▸ About this exercise: Without the images, repeat every line of the listing verbatim.

▸ Data to process:

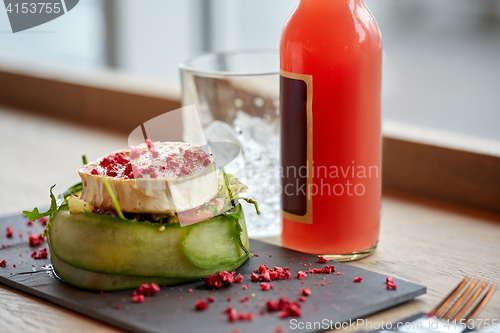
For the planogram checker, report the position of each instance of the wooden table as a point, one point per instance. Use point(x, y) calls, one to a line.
point(420, 241)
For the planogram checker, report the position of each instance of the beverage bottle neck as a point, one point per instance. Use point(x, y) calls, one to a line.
point(326, 5)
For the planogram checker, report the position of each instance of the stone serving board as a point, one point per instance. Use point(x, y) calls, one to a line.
point(172, 309)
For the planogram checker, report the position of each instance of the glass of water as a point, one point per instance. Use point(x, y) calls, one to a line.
point(236, 95)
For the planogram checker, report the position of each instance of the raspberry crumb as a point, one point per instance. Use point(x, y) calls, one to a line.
point(147, 290)
point(36, 240)
point(238, 278)
point(138, 298)
point(135, 153)
point(43, 254)
point(201, 305)
point(220, 280)
point(322, 260)
point(265, 286)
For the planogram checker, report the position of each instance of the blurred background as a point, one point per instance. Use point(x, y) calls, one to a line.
point(441, 67)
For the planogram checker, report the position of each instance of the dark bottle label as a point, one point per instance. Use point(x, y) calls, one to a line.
point(296, 146)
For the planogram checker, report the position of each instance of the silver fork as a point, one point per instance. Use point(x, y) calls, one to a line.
point(452, 309)
point(459, 308)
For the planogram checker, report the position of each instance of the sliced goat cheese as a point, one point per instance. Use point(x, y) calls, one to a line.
point(155, 178)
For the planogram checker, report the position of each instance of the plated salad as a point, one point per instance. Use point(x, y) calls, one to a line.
point(156, 213)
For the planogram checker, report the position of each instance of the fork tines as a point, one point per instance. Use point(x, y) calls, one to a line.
point(460, 300)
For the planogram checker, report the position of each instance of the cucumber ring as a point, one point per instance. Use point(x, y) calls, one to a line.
point(101, 252)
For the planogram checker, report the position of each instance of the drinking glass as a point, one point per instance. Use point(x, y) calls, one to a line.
point(236, 95)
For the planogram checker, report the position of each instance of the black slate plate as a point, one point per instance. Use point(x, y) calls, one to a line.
point(167, 312)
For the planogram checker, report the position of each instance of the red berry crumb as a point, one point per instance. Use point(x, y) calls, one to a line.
point(220, 280)
point(265, 286)
point(147, 289)
point(201, 305)
point(135, 153)
point(138, 298)
point(322, 260)
point(36, 240)
point(285, 308)
point(42, 255)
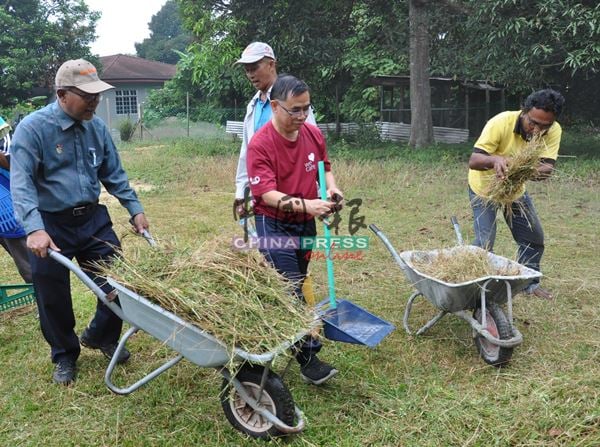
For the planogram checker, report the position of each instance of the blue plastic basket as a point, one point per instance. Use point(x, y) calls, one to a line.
point(9, 227)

▸ Result below:
For the planogram checker, report the position of each instance of the wooden table as a point, one point per instance. Use point(x, y) calls, one to a line.
point(420, 241)
For the planogram checker, report the position of each instance of the beverage bottle neck as a point, one point per instance. Use point(x, y) calls, one to a line.
point(326, 5)
For the planogram checker, report the position of each instance of the stone serving board as a point, one point per instance. Use point(x, y) calls, one to a line.
point(172, 309)
For the planogram checker, report the position of each instance of the glass of water as a point, one point per instance. Use point(x, y) calls, one to a line.
point(236, 95)
For the planogram checker, report the position of each instance of the raspberry crumb as a point, one point per instance. Use point(x, y) calls, one to a line.
point(147, 290)
point(36, 240)
point(238, 278)
point(138, 298)
point(135, 153)
point(43, 254)
point(201, 305)
point(220, 280)
point(322, 260)
point(265, 286)
For the planogram checker, report the position of each instance of the blurred background as a point, one point per instance. Use point(x, y) calls, one to a line.
point(441, 67)
For the planogram checker, report the position of each instance of the dark bottle label as a point, one point per instance. Use point(x, y) calls, one to a line.
point(296, 146)
For the planogram checker, report the position of each instance of the silver fork as a point, one point per instance. Use point(x, y) calls, one to a line.
point(452, 309)
point(459, 308)
For the planogram checker, report the position of each instance of the sliced goat cheese as a point, one point per instance. Use point(x, y) calls, one to a line.
point(155, 178)
For the planogram checker, report the position of each instance of the plated salad as a point, one point per instance. Use point(x, y) calls, one to a line.
point(156, 213)
For the planogram checker, report the position of each instance of the fork tines as a point, one point per instance. Use point(x, y) calls, one to a line.
point(460, 300)
For the planogram checker, report the position of each instance of the cucumber ring as a point, one point per instance. Use point(x, y) calls, one to a line.
point(101, 252)
For the planogram checker, report the position of each instance of the drinking glass as a point, one point per instance. Use point(x, y) calls, one to a line.
point(236, 95)
For the planogram checker, report the position of each instance of the black slate plate as a point, one point per instance. Use point(x, y) calls, one to a line.
point(167, 312)
For the planogram checker, report the position of each instance of the red berry crumb as a point, one point per instance. Use point(x, y) calls, one to a line.
point(220, 280)
point(265, 286)
point(147, 289)
point(201, 305)
point(135, 153)
point(138, 298)
point(322, 260)
point(36, 240)
point(285, 308)
point(42, 255)
For the planogram checker, report the position of each instance of the blue plastic basket as a point, one point per instance. Use point(x, y) calls, one to a line.
point(9, 227)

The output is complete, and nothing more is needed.